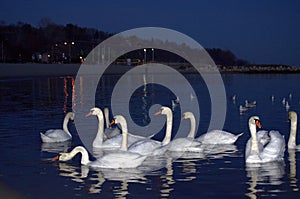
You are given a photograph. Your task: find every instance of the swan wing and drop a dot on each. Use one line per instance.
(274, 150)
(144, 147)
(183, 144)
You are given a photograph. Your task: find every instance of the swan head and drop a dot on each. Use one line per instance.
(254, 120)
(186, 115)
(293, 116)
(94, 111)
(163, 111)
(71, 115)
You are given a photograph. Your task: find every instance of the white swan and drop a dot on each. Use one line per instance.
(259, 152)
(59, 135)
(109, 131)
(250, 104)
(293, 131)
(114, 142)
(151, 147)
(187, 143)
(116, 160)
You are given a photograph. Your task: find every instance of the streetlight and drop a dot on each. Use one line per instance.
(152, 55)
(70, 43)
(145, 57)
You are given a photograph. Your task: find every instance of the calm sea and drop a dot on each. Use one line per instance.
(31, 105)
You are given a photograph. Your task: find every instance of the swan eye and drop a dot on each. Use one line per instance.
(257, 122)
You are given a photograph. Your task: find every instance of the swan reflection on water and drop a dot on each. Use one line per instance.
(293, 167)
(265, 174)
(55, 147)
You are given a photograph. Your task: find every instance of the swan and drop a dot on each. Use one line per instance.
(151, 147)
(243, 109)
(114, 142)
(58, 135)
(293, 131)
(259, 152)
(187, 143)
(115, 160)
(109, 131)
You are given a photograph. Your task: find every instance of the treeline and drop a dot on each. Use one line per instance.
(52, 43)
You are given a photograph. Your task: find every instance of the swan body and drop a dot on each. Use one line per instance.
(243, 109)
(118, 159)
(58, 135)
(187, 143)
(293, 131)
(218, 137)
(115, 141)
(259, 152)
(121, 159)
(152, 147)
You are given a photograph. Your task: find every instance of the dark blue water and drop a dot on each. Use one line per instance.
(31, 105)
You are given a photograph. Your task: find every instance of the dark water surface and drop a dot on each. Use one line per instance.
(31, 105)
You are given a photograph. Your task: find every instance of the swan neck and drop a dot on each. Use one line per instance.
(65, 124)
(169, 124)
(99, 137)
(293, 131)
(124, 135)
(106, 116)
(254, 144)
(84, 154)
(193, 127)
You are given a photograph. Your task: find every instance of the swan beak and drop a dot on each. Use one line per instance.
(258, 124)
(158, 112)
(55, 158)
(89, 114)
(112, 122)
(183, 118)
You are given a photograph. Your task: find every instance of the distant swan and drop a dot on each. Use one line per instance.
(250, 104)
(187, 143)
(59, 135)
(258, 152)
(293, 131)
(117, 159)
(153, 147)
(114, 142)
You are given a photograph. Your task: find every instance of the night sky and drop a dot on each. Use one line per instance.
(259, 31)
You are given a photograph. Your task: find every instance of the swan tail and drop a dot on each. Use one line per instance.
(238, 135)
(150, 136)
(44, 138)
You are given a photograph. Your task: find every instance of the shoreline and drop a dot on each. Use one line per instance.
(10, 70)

★ ★ ★ ★ ★ ★ ★

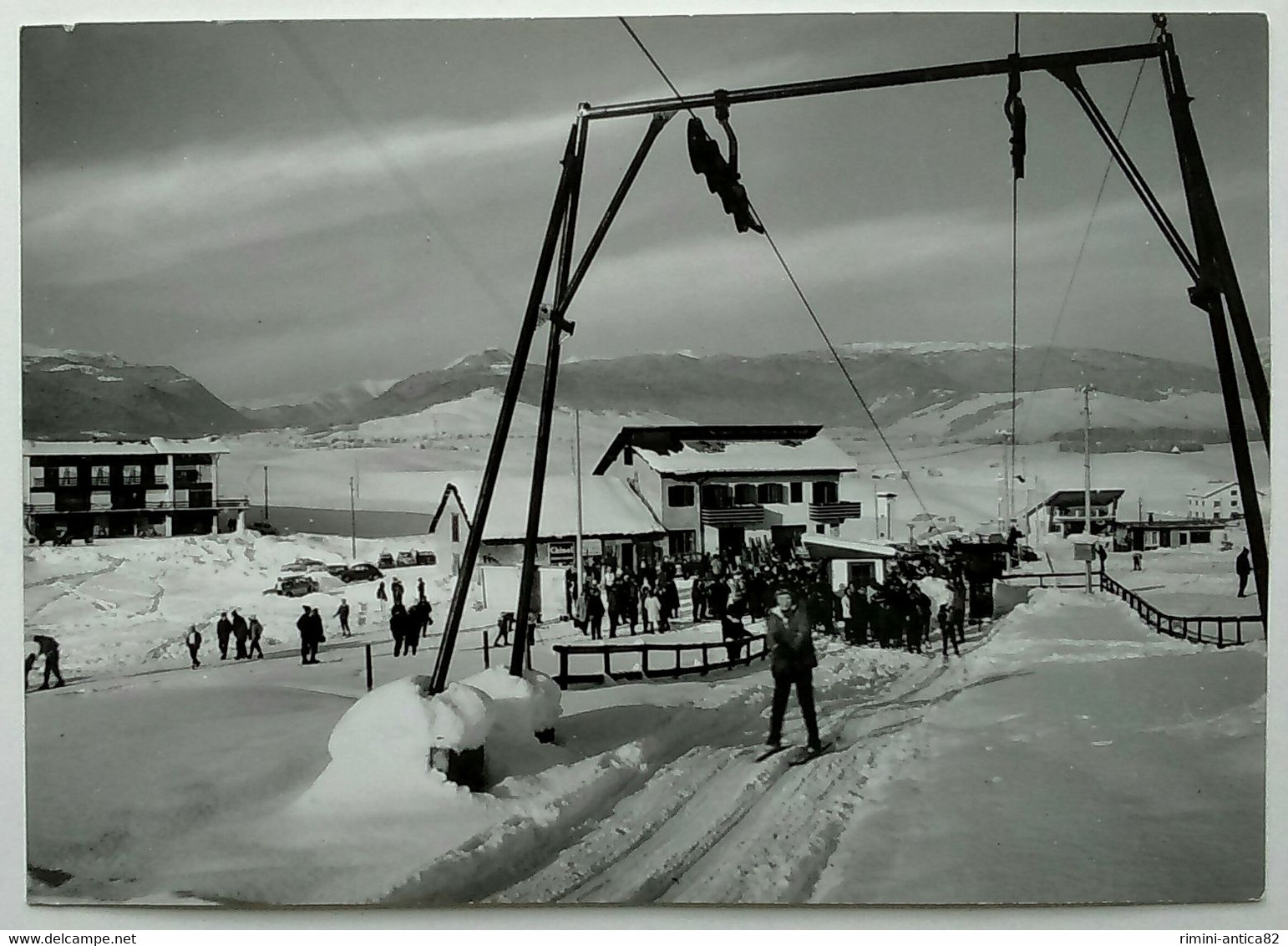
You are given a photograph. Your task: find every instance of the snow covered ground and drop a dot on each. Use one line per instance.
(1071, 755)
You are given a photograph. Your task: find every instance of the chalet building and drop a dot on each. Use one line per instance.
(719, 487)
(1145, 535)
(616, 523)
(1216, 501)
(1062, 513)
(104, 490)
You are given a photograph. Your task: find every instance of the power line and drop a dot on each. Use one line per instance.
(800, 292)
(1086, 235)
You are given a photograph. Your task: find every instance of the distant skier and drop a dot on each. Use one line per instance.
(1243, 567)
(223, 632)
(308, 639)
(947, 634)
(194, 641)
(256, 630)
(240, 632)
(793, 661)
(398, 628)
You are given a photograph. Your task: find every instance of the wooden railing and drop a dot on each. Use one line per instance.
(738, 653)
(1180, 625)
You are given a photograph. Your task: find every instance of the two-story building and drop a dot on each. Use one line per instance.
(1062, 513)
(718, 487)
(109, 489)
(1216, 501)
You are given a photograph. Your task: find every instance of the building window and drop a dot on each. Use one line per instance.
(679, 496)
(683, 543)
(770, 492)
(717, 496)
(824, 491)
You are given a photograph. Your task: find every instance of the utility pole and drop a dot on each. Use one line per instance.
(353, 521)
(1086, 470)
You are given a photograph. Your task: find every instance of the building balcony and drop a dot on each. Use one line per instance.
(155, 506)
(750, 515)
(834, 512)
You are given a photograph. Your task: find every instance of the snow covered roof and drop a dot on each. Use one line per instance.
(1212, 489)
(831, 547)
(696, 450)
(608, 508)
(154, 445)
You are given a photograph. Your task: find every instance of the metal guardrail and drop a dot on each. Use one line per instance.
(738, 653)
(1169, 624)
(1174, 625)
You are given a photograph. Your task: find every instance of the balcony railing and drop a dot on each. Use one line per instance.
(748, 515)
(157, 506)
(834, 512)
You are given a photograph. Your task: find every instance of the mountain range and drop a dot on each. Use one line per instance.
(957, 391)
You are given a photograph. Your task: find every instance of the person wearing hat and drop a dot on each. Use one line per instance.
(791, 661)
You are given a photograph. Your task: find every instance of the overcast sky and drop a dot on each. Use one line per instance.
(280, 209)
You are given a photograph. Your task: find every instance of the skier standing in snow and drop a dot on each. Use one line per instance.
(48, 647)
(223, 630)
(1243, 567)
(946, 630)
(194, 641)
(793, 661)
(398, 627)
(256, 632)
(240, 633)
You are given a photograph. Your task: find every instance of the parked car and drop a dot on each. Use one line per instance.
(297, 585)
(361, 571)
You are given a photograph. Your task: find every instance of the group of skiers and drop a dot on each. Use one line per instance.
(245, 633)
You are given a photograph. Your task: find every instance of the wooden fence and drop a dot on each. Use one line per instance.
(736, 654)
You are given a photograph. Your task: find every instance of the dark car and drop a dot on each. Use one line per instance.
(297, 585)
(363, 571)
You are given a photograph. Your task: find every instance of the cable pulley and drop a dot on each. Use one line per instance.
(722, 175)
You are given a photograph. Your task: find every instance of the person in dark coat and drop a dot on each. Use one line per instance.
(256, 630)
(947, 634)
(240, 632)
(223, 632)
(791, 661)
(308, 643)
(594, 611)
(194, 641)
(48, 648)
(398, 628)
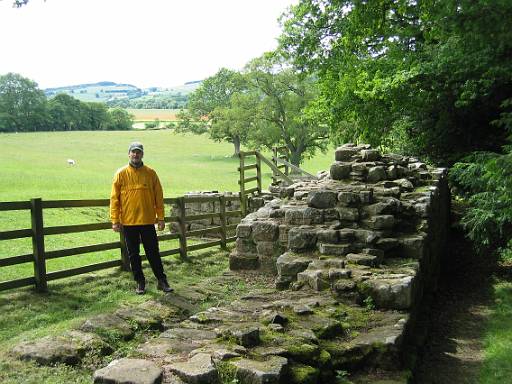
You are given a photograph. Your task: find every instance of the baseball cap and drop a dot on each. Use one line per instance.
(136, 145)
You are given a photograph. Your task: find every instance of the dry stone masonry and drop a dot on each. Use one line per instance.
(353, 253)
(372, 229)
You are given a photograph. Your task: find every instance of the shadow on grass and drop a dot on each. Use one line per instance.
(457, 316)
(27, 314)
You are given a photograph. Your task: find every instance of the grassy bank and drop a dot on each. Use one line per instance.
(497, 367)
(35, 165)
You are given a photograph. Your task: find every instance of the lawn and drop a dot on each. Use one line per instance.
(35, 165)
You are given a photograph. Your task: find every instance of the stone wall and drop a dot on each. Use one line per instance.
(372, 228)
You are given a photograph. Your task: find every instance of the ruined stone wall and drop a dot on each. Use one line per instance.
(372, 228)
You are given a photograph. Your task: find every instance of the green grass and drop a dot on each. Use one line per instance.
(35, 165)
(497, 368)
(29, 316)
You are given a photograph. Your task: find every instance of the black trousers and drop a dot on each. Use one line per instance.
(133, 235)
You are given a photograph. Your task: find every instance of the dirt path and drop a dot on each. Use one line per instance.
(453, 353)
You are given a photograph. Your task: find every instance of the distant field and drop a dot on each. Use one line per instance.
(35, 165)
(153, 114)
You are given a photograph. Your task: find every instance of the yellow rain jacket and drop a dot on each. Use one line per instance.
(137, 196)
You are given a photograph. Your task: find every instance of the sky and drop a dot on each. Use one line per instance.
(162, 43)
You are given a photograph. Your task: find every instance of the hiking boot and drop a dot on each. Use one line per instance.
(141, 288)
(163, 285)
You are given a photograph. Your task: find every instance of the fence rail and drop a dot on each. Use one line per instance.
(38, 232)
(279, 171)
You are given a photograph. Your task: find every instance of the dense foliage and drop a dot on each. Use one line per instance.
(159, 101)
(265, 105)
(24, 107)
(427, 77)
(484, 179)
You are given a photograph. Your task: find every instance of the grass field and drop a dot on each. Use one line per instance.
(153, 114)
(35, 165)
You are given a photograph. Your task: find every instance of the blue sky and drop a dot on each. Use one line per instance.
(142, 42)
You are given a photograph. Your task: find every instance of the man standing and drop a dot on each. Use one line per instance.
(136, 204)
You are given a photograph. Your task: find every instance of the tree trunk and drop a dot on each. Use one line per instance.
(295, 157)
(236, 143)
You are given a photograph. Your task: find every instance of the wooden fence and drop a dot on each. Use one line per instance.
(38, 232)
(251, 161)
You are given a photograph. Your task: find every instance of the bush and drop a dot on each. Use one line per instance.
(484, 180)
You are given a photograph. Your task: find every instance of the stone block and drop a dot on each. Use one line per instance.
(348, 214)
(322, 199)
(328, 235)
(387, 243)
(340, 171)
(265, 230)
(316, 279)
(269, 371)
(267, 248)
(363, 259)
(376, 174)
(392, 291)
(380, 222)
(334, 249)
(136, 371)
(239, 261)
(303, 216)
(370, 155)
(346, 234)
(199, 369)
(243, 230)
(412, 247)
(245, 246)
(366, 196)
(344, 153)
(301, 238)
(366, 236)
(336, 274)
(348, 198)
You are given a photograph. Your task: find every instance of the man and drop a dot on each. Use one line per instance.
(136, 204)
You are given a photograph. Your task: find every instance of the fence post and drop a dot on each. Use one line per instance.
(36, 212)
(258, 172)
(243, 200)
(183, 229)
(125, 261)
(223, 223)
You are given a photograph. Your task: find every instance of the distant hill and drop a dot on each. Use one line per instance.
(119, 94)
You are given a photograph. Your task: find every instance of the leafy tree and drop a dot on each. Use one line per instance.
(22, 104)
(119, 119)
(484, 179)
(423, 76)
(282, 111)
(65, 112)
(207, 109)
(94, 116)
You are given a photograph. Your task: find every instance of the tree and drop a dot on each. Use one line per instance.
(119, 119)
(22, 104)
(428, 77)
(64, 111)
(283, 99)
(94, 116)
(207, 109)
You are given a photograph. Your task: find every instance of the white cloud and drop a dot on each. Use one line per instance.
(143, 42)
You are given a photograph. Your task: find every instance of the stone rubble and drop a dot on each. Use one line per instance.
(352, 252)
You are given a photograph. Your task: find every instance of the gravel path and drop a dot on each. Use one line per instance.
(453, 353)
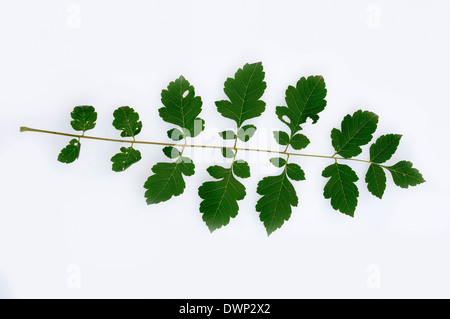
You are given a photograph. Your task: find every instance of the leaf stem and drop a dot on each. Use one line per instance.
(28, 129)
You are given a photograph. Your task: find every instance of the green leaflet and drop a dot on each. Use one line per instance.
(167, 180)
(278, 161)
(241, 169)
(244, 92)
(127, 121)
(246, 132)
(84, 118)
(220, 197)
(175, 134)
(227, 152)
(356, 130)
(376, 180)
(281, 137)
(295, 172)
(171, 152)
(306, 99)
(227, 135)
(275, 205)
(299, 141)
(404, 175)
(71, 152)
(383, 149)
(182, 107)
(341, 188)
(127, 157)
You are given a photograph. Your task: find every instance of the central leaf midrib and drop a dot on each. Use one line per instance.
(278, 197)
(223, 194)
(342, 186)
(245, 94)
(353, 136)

★ ★ ★ ★ ★ ★ ★

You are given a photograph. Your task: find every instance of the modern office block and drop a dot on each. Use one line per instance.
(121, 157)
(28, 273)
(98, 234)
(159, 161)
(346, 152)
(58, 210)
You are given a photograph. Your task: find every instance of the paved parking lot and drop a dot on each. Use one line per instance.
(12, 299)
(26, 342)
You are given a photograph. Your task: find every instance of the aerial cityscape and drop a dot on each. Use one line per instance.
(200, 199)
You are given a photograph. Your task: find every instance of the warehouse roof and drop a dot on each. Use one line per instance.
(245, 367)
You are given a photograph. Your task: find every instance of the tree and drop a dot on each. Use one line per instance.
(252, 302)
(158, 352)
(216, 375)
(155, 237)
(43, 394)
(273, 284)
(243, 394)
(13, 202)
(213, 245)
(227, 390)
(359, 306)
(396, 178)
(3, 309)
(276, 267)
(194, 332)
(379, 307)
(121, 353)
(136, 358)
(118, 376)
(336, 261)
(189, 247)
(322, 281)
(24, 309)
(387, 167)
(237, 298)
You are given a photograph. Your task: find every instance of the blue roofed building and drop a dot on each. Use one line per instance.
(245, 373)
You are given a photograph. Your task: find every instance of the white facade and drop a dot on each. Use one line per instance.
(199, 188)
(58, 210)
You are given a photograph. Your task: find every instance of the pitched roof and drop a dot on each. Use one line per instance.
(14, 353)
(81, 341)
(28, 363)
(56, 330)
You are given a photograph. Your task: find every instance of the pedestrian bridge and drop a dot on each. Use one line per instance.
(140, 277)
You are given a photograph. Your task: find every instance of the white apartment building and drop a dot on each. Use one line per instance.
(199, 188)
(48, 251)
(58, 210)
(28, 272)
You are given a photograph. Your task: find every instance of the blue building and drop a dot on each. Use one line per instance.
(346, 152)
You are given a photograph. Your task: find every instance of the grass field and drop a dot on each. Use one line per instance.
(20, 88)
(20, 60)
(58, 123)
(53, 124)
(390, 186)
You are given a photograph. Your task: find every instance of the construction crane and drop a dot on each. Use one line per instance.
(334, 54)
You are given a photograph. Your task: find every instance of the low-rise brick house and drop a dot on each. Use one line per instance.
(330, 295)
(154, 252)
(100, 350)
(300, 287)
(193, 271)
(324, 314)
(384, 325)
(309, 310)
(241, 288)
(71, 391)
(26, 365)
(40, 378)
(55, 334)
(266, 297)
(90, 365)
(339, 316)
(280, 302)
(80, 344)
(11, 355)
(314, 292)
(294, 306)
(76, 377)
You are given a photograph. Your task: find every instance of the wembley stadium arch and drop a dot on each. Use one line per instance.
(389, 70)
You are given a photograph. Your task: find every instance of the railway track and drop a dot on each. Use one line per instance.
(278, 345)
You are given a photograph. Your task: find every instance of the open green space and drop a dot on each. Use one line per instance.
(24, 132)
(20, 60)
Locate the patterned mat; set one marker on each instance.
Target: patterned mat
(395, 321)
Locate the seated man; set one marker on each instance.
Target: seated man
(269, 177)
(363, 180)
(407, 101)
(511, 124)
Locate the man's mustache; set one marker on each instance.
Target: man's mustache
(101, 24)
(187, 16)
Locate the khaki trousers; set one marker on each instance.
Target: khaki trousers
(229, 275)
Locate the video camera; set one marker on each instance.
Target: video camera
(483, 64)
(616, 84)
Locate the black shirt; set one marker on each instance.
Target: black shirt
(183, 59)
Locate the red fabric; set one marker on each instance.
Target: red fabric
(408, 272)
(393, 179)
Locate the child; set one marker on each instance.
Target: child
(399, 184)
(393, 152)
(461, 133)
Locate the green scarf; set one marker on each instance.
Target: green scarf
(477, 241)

★ ★ ★ ★ ★ ★ ★

[Aim of the task] Nothing but a number, please: how many lines of the listing hold the word "Locate"?

[Answer] 9